— begin —
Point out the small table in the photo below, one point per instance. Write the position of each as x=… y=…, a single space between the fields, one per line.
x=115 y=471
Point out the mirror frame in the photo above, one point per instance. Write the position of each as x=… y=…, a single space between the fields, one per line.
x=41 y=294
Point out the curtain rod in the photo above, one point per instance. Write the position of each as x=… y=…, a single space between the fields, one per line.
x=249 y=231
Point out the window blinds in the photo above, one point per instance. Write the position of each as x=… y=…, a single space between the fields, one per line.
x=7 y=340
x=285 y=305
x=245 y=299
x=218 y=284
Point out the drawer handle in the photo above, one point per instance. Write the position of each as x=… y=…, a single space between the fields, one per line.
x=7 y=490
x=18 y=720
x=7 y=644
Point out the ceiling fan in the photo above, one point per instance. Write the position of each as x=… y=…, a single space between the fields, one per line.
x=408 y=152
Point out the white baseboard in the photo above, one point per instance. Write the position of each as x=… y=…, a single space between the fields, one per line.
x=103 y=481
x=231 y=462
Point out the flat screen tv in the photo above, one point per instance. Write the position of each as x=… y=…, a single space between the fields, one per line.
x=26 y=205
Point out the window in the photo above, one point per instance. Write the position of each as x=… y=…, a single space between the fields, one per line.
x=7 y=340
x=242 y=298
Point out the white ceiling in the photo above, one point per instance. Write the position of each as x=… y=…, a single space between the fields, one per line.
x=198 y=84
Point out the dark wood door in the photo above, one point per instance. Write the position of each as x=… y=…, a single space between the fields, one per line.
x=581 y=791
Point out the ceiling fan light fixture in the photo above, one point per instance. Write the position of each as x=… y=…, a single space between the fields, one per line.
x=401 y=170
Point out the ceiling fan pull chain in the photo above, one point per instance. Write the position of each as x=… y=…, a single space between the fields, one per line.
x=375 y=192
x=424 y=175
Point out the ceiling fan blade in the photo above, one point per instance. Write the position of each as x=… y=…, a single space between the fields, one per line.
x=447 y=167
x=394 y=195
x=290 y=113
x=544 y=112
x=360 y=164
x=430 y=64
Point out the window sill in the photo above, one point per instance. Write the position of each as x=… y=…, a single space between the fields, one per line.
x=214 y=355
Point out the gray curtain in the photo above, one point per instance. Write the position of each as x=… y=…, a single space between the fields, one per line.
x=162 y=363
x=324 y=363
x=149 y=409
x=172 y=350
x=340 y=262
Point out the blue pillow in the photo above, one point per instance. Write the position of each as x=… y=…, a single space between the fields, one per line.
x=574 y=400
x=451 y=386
— end —
— begin —
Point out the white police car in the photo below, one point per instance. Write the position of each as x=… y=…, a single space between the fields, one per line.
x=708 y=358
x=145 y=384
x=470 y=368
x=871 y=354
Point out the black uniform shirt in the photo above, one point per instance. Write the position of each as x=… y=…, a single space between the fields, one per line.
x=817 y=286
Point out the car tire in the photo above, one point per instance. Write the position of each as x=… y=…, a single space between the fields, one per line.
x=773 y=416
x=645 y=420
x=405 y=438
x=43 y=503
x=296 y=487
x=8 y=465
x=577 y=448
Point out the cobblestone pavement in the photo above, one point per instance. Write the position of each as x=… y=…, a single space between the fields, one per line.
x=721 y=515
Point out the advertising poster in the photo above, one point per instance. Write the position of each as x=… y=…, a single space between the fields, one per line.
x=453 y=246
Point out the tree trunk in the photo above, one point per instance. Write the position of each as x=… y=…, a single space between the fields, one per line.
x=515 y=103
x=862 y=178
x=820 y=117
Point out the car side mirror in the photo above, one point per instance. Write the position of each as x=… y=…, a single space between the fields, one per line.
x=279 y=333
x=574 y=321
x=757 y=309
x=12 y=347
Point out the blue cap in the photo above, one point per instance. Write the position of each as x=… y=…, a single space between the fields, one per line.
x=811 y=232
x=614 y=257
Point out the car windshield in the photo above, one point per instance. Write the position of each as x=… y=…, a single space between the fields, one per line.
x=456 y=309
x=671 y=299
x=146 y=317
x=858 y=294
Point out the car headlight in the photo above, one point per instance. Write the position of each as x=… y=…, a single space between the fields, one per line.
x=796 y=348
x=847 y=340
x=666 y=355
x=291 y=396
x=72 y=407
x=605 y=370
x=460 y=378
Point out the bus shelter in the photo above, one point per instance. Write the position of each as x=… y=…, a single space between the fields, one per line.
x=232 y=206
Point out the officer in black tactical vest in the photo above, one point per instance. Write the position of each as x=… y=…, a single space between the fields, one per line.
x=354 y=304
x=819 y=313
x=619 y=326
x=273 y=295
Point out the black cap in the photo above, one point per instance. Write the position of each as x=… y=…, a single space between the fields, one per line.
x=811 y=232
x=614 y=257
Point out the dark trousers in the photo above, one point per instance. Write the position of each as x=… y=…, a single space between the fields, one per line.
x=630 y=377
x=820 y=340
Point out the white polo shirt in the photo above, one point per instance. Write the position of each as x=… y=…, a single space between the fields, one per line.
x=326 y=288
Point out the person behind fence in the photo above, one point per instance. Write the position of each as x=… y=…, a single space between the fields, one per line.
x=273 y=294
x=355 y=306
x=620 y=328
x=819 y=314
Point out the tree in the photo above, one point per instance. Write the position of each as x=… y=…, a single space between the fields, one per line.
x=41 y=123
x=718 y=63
— end —
Convert the items, starting with the line that contains "Point out the blue pillow" and going on through the line that contains "x=451 y=386", into a two-column CSV with the header columns item_text and answer. Give one row per item, with its text and its answer each in a single quoted field and line breaks replaced by spaces.

item_text,answer
"Point out the blue pillow in the photo above, one point per instance. Write the position of each as x=… y=…, a single space between the fields, one per line.","x=574 y=400 x=451 y=386"